WHAT IS REQUIRED: Count the lines below that contain the word "tree". Give only the number.

RECORDS FOR PROCESSING:
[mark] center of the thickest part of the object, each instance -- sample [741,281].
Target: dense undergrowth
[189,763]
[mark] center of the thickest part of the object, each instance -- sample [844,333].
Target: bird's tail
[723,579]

* * *

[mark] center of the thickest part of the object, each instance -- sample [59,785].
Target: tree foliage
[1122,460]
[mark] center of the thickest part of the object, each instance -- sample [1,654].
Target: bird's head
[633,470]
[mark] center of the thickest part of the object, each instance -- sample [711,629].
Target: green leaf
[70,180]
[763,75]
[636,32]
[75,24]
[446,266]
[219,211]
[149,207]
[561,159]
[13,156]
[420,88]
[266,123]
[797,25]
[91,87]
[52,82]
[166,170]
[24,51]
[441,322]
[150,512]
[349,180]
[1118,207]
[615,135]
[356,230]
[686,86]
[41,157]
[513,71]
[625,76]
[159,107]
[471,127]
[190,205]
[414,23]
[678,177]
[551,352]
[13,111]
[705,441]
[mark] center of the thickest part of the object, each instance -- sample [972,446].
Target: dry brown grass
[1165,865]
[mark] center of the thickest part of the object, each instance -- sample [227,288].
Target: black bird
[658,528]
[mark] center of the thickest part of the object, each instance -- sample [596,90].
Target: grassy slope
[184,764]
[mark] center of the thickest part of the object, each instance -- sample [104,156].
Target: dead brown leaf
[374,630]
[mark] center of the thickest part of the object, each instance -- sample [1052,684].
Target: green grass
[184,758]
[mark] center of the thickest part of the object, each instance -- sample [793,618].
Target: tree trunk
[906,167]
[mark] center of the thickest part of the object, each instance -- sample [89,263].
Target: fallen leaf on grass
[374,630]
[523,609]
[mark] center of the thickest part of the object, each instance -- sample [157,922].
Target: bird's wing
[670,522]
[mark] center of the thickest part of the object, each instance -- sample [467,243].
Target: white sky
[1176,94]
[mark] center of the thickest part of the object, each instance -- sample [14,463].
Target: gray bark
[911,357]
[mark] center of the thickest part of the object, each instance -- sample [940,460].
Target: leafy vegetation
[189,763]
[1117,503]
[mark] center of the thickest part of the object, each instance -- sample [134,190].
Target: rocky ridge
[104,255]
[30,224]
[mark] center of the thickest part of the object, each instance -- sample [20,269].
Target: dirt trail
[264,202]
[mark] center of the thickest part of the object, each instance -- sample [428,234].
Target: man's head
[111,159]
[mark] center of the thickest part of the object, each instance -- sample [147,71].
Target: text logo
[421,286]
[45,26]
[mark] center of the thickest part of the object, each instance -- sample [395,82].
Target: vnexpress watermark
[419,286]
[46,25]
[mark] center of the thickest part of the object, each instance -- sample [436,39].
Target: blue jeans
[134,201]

ANSWER FOR THE TASK: 2